- [YOUR OBJECTIVE] Print out the data below with every line intact.

Saved entries
◆ ◆ ◆ ◆ ◆ ◆ ◆
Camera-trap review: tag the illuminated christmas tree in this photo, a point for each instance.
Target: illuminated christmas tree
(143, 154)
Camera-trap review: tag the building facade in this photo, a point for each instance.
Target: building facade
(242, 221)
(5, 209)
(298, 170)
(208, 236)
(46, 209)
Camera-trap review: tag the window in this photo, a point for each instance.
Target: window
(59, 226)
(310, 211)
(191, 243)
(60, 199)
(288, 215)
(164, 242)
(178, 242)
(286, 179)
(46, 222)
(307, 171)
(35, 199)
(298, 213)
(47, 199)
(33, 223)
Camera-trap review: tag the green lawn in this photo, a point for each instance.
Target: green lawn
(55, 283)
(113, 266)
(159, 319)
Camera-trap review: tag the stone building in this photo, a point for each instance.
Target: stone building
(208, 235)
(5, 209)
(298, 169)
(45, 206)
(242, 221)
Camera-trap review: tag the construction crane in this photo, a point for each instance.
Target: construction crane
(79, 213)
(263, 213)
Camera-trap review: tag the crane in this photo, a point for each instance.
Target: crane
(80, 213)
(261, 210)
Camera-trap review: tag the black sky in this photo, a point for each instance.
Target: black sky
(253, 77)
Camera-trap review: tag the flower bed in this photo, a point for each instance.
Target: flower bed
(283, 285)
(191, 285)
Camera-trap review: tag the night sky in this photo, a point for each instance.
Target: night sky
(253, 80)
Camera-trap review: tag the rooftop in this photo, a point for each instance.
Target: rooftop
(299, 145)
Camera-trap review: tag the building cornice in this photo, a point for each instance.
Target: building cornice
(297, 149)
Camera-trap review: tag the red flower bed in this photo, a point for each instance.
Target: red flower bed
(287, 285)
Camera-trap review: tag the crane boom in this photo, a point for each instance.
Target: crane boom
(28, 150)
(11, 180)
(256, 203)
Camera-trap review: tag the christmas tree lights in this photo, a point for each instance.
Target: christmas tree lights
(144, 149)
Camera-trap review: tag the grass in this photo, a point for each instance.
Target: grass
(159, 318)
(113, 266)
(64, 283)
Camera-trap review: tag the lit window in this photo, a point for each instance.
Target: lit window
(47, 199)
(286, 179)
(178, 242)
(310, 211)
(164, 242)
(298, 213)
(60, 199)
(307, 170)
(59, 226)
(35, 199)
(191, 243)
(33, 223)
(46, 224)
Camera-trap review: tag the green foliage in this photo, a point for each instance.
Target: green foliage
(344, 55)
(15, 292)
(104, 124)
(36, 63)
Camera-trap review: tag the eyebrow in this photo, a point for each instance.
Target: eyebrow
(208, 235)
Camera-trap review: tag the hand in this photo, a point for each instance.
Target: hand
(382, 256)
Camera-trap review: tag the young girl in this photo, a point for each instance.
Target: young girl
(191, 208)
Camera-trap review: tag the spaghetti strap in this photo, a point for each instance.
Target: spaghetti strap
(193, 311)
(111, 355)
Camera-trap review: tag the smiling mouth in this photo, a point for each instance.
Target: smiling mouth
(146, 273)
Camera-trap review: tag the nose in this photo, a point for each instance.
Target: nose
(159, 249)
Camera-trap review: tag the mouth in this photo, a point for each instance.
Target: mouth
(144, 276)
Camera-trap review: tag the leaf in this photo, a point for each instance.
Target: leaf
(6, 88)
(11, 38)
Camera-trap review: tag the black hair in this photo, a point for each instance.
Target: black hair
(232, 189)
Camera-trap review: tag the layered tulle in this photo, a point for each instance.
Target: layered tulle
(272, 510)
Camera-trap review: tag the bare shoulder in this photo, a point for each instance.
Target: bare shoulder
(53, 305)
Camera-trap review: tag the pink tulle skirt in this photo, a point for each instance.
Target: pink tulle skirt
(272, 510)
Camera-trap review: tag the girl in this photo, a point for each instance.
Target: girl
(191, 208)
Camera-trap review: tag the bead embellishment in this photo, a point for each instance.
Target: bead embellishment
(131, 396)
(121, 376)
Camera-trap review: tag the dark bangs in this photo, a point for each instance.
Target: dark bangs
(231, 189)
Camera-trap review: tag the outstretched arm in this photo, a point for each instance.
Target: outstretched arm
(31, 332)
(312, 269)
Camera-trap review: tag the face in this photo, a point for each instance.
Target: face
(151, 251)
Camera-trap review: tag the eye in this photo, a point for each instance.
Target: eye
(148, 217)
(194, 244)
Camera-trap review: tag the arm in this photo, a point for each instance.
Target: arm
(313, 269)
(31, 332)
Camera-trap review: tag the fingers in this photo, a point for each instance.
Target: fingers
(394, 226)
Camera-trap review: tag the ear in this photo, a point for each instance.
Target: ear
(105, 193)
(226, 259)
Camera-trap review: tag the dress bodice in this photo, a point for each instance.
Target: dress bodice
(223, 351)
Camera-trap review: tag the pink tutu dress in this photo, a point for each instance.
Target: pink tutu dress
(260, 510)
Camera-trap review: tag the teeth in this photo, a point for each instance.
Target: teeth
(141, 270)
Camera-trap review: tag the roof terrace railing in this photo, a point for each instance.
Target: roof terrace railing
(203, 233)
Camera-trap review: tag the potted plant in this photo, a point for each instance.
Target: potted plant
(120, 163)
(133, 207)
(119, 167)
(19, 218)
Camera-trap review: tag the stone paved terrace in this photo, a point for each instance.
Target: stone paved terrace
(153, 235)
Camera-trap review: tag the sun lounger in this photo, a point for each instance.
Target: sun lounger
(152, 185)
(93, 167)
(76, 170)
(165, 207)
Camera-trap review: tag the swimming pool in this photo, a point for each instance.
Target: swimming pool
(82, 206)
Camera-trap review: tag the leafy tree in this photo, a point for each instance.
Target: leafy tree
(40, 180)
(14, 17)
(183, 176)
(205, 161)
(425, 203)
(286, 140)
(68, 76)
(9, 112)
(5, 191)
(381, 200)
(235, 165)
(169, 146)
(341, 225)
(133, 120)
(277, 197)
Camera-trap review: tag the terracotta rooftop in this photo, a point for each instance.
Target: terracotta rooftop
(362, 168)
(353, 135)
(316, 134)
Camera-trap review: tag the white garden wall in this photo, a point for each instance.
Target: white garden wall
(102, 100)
◆ ◆ ◆ ◆ ◆ ◆ ◆
- [RESULT OF THE EXERCISE]
Camera-trap review: tag the illuminated christmas tree in this photo, a point for each instance.
Target: illuminated christmas tree
(143, 154)
Camera-trap review: tag the building facade in this photo, a point for each instance.
Target: building facade
(242, 221)
(5, 209)
(298, 170)
(208, 236)
(46, 209)
Camera-trap review: tag the window in this photo, a point for each instance.
Target: window
(59, 226)
(310, 211)
(191, 243)
(60, 199)
(288, 215)
(164, 242)
(178, 242)
(286, 179)
(46, 222)
(307, 171)
(35, 199)
(298, 213)
(47, 199)
(33, 223)
Camera-trap review: tag the green lawn in this photo, a point for each instance.
Target: green lawn
(55, 283)
(113, 266)
(159, 319)
Camera-trap review: tag the stone building in this photo, a point for each instance.
Target: stone building
(208, 235)
(5, 209)
(298, 169)
(45, 206)
(242, 221)
Camera-trap review: tag the construction crane in this photo, a point for each instance.
Target: construction crane
(79, 213)
(263, 213)
Camera-trap review: tag the crane in this photo, a point for each instance.
Target: crane
(80, 213)
(261, 210)
Camera-trap review: tag the black sky in this photo, a point for each instance.
Target: black sky
(253, 77)
Camera-trap review: tag the flower bed in this photo, a point for each instance.
Target: flower bed
(283, 285)
(191, 285)
Camera-trap review: tag the night sky in this photo, a point for each instance.
Target: night sky
(253, 80)
Camera-trap review: tag the rooftop in this photo, a point for each instance.
Target: rooftop
(299, 145)
Camera-trap review: tag the building cornice in this photo, a point for each instance.
Target: building cornice
(297, 149)
Camera-trap review: tag the red flower bed in this photo, a point for each instance.
Target: red flower bed
(287, 285)
Camera-trap review: tag the crane boom in this photo, a point for each instance.
Target: crane boom
(28, 150)
(11, 180)
(256, 203)
Camera-trap review: tag the christmas tree lights in this photo, a point for each instance.
Target: christmas tree lights
(144, 149)
Camera-trap review: tag the grass in this photo, a point for each instance.
Target: grass
(159, 318)
(113, 266)
(64, 283)
Camera-trap review: tag the lit window in this photo, a point for each instance.
Target: lit window
(47, 199)
(286, 179)
(178, 242)
(310, 211)
(164, 242)
(298, 213)
(60, 199)
(307, 170)
(59, 226)
(35, 199)
(191, 243)
(33, 223)
(46, 224)
Camera-trap review: tag the green foliage in this photo, a point for each instance.
Target: green foliage
(344, 55)
(15, 292)
(104, 124)
(36, 63)
Camera-trap review: tag the eyebrow in this photo, a point for each instance.
Target: eyebrow
(208, 235)
Camera-trap review: tag the hand in this photo, a point for each instance.
Target: hand
(382, 256)
Camera-trap review: tag the young girl in this photo, a point for each instance.
Target: young girl
(191, 208)
Camera-trap review: tag the spaghetti strap in this photo, a point for each instance.
Target: spaghetti strap
(193, 311)
(111, 355)
Camera-trap review: tag the smiling mouth in this photo, a point for each instance.
Target: smiling mouth
(146, 273)
Camera-trap review: tag the nose in this photo, a point for each instance.
Target: nose
(159, 249)
Camera-trap review: tag the mouth in this photo, a point for each instance.
Target: mouth
(144, 276)
Camera-trap review: tag the leaf in this photo, a point for each instance.
Target: leaf
(6, 88)
(11, 38)
Camera-trap review: tag the black hair in this photo, a point for each instance.
Target: black hair
(232, 189)
Camera-trap review: tag the layered tulle in this photo, a point for each instance.
Target: layered tulle
(272, 510)
Camera-trap review: tag the bare shoulder in this photo, a point for each instance.
Target: bare shoulder
(53, 305)
Camera-trap review: tag the pink tulle skirt in this photo, a point for each instance.
Target: pink tulle skirt
(272, 510)
Camera-trap review: tag the girl in this photo, a point for each instance.
Target: girl
(191, 208)
Camera-trap review: tag the bead embellishment in this photo, a point for each instance.
Target: bead embellishment
(131, 396)
(121, 376)
Camera-trap review: tag the dark bangs in this photo, a point for each instance.
Target: dark bangs
(231, 189)
Camera-trap review: tag the outstretched arm in this photo, a point for each instance.
Target: outstretched arm
(31, 332)
(312, 269)
Camera-trap review: tag the face in this photo, a point for each instance.
Target: face
(151, 251)
Camera-trap review: tag the eye in this photo, a point for each instance.
Target: eye
(148, 217)
(194, 244)
Camera-trap review: tag the arm in this photo, a point for each instance.
Target: arm
(313, 269)
(31, 332)
Camera-trap review: tag the fingers in this photo, a point for each instance.
Target: fingers
(394, 226)
Camera-trap review: tag the ear in this photo, a point for each instance.
Target: ear
(105, 193)
(226, 259)
Camera-trap review: tag the dress bodice in this photo, a point for each instance.
Target: dress bodice
(223, 351)
Camera-trap review: tag the pink tutu dress in this photo, a point for each instance.
Target: pink tutu dress
(260, 510)
Camera-trap review: tag the teeth in this photo, a point for each instance.
Target: teeth
(141, 270)
Camera-trap review: tag the roof terrace railing in this photo, a point for each instance.
Target: roof terrace railing
(203, 233)
Camera-trap review: tag the potted plant in this photo, a point for each instance.
Target: potted plant
(120, 163)
(133, 207)
(119, 167)
(19, 218)
Camera-trap review: tag the stone paved terrace in this photo, a point for each instance.
Target: stone paved terrace
(153, 235)
Camera-trap review: tag the sun lounger in this photo, a point for each instance.
Target: sun lounger
(152, 185)
(93, 167)
(76, 170)
(165, 207)
Camera-trap review: tag the swimming pool in this photo, a point for each instance.
Target: swimming pool
(82, 206)
Camera-trap review: tag the leafy tree in this photo, a point for each instance.
Target: leafy tree
(40, 180)
(14, 17)
(183, 176)
(205, 161)
(425, 203)
(286, 140)
(68, 76)
(9, 112)
(5, 191)
(381, 200)
(235, 165)
(169, 146)
(341, 225)
(133, 120)
(277, 197)
Camera-trap review: tag the terracotta rooftop in this photo, a point for each instance.
Target: terracotta rooftop
(362, 168)
(353, 135)
(316, 134)
Camera-trap review: tag the white garden wall in this photo, a point for each instance.
Target: white garden wall
(102, 100)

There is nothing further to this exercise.